[DATASET EXTRACT]

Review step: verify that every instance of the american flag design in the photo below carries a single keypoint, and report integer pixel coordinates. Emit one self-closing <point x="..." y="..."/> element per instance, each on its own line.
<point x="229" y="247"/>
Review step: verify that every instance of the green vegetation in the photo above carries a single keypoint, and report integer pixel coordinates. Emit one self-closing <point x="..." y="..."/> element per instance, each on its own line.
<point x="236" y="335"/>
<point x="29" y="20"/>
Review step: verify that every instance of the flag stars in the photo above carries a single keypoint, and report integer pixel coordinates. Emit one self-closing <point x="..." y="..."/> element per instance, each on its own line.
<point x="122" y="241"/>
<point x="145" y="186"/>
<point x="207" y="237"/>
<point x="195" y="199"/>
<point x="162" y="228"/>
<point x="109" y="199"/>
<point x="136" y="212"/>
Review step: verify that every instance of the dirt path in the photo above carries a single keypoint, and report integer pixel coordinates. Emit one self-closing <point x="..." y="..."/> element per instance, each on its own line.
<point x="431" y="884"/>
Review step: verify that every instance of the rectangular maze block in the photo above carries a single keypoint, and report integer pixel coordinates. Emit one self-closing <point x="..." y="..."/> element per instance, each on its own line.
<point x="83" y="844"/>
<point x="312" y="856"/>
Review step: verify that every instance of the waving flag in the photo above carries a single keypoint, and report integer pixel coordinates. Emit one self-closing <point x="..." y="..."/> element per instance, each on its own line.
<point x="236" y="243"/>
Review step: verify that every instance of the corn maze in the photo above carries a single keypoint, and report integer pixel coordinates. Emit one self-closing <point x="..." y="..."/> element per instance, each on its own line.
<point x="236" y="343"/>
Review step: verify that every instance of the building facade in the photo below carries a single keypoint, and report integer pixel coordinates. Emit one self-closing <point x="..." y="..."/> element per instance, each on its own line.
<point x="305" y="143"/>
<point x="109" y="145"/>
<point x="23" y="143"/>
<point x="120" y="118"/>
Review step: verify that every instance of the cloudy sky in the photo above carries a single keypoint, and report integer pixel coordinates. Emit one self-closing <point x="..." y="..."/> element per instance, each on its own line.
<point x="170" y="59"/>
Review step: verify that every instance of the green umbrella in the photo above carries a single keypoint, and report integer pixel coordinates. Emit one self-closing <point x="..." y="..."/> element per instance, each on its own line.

[ASSIGNMENT] Give back, word for word, the lines from the one with "Review step: verify that every instance of the rectangular" through the last line of the entries, both included, and no other line.

[EXPECTED ANSWER]
Review step: verify that every instance of the rectangular maze block in the photo above carries a single keypoint, and report integer pixel coordinates. Emit one self-closing <point x="..." y="..."/> element per instance, each on its own line.
<point x="83" y="844"/>
<point x="312" y="856"/>
Review step: verify that every instance of the waving flag in the photo above carries a single keypoint, and report integer pixel coordinates. Emit one self-closing <point x="..." y="..."/> element per instance, each on its own line.
<point x="236" y="243"/>
Review step: verify that every instance of the corn maze in the photo above carries a single keypoint, and report integer pixel coordinates. Emit one self-closing <point x="..." y="..."/> element per instance, each on its own line.
<point x="236" y="343"/>
Review step: verify that every instance of the building facade in the photo below carries a single keypoint, and report integer pixel coordinates. Emit one self-closing <point x="..." y="..."/> element per instance, each on its own line.
<point x="305" y="143"/>
<point x="109" y="145"/>
<point x="23" y="143"/>
<point x="120" y="118"/>
Review step: verify that every instance of the cloudy sky in the photo above carries a single keypoint, and report integer pixel coordinates. Emit one self-closing <point x="..." y="..."/> element per instance, each on its own line.
<point x="170" y="59"/>
Review step: verify that every instance of the green umbrella in the photo above carries a single keypoint, and report integer pixel coordinates. Emit one self-closing <point x="..." y="..."/> element per instance, each on its own line.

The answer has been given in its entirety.